Provided text
The scandal of private contracts in the NHS has focused this week on health secretary Matt Hancock’s dodgy dealings during the pandemic.
The high court found Hancock guilty of failing to publish details of contracts worth hundreds of millions of pounds for goods and services, including personal protective equipment.
But the private contract scandal is not just about shady deals in the last year. The wholesale privatisation of NHS services has been going on for decades.
Outsourcing giant Mitie runs health service facilities and employs cleaners, porters and kitchen staff at hospitals up and down the country.
The firm has a reputation for paying low wages and poor conditions.
Mitie’s practices are now putting workers—and vulnerable patients—at grave risk of coronavirus.
Workers for Mitie at several London hospitals say they are being denied full sick pay for Covid-19 related absences.
Cleaners and porters who have fallen ill and been forced to isolate during the winter second wave of the virus are getting only a third of their usual pay.
As a result some are returning to work before their self-isolation period is over—and while they are still ill.
“Even when people are going off with suspected Covid-19, they’re being told by managers it’s probably not Covid. ‘Just stay at work. Don’t go off.’
“Mitie management have been saying this,” one worker told the Independent news site.
Since March 2020 NHS guidance has stated that all workers “who have to be physically present at an NHS facility to carry out their duties” must be given full sick pay.
In a letter to NHS Trusts, the chief executive of NHS England said that the government would provide payments for “sub-contractor staff to ensure all sickness absence is covered”.
But in outer west London low paid NHS workers are being forced to get by on statutory sick pay of less than £100 a week.
West Herts NHS said that the government’s financial arrangements changed in the winter and they are no longer obliged to fund proper sick pay for sub-contracted staff.
Mitie, which made £2.1 billion in revenue last year, says, “All colleagues are paid in line with the terms of their contracts.”
Tell that to the scores of health workers employed by the firm to work at Carlisle’s Cumberland Infirmary who are preparing for strikes this Friday and on Monday of next week.
Around 150 Unison and GMB union members are angry that they’ve never received the payments for working unsocial hours that they are entitled to.
That’s despite previous employers, and the local NHS Trust, assuring workers on many occasions they’d get the payments.
“Our members at the hospital feel utterly devalued,” said Unison regional organiser David Atkinson.
“They have risked their lives by working through the pandemic.
“They just don’t deserve to be treated this way.”
Universal Credit (UC) claimants are missing meals due to lack of money. A survey from the Welfare at a Social Distance project published last week showed how claimants are struggling to survive.

Given records
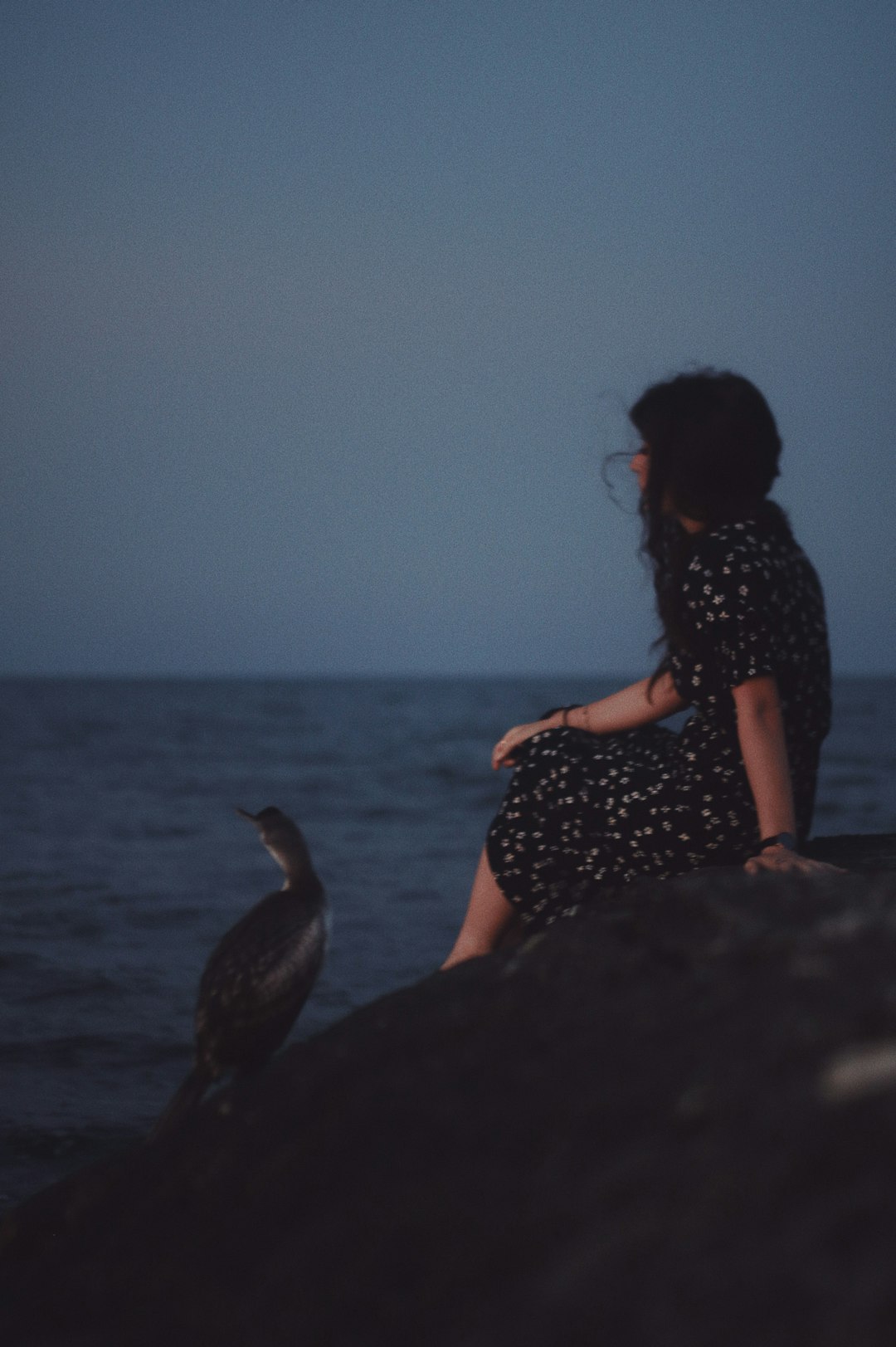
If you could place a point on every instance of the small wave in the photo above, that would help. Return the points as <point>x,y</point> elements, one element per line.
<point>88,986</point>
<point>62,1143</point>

==

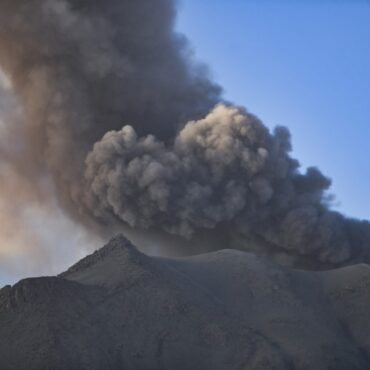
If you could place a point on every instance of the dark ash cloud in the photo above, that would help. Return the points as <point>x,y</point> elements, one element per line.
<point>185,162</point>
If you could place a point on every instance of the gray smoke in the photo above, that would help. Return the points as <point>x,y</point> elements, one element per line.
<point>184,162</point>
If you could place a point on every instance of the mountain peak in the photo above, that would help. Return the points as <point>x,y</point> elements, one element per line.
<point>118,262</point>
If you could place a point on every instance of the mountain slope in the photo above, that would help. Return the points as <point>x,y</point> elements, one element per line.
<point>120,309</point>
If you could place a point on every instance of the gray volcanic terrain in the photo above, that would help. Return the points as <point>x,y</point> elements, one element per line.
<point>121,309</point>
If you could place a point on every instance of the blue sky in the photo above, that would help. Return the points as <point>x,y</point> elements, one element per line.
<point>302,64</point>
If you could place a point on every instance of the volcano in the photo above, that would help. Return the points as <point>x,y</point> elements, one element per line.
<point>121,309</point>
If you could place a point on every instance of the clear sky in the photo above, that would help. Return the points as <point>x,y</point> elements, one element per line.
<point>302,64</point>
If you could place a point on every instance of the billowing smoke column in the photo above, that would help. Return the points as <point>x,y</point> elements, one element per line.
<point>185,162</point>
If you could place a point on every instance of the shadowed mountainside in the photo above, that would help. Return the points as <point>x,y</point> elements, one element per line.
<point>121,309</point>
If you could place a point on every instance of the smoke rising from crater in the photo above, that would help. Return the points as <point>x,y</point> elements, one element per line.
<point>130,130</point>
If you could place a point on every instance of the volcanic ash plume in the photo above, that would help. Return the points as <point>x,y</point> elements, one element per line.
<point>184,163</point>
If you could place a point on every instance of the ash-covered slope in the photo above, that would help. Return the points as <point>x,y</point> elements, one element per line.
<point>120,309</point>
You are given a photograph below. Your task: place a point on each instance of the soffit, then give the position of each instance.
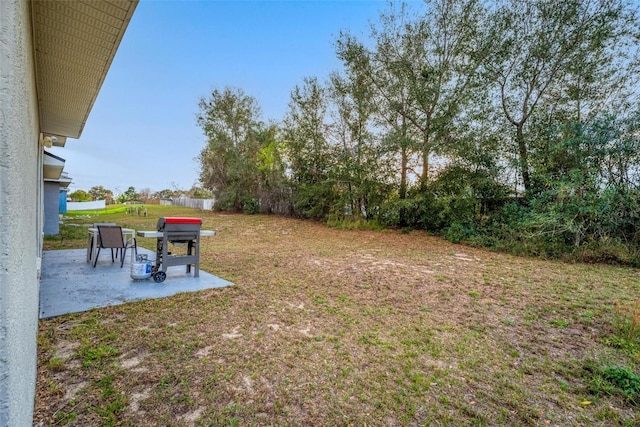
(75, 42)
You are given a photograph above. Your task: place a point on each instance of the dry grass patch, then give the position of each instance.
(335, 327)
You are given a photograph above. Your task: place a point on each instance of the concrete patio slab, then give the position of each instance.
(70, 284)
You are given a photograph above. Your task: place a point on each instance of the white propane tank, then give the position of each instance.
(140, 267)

Tasks to perform
(A) Do the following statements agree with the article on NHS outsourcing above? For each, answer yes or no and quote the deciding words of the article.
(i) Mitie workers at several London hospitals say they are not getting full sick pay for Covid-19 related absences.
(ii) The Unison and GMB members at Carlisle's Cumberland Infirmary have received the unsocial hours payments they are entitled to.
(iii) Mitie made £2.1 billion in profit last year.
(B) Carry on the article on NHS outsourcing above, starting after its final sentence.

Results
(A)
(i) Yes: "Workers for Mitie at several London hospitals say they are being denied full sick pay for Covid-19 related absences."
(ii) No: "they’ve never received the payments for working unsocial hours that they are entitled to."
(iii) No: "Mitie, which made £2.1 billion in revenue last year"

(B)
Researchers surveyed over 6,400 claimants between May and June last year. One in six new UC claimants and one in five existing claimants had skipped a meal in the previous two weeks.
Nearly half of new claimants said they’d had problems in claiming benefits.
Over 40 percent of claimants had their payments cut due to “deductions, caps or charges”. Susan told researchers that her benefit doesn’t even cover her rent.
“I tend to juggle things,” she said. “This week I haven’t paid the rent because the gas and electric are due.”
Jacob said being on UC meant “the terms of essential have gone even smaller”. “I’ve not been getting transport,” he said. “I’ve been walking everywhere.”
Claimants’ “strategies” for coping included “borrowing from banks or from friends/family”. Many have been forced to use food banks.
“Even with the £20 uplift, benefit levels are inadequate,” said the report.
The Tories are due to end their temporary £20 a week uplift to UC leaving claimants £1,050 worse off a year.
Campaigners from Disabled People Against Cuts plan a day of action on Monday to demand the Tories keep the uplift.
The action will take place ahead of the budget announcement next Wednesday. People Before Profit has called for action on budget day.
Some two thirds of major councils in England are set to raise council tax in April or make swingeing cuts.
Research by the Mirror newspaper says that 99 of England’s largest councils are planning council tax rises of almost 5 percent—the maximum increase allowed.
Council leaders say they must choose between raising council tax or making big cuts to services due to low funding from central government.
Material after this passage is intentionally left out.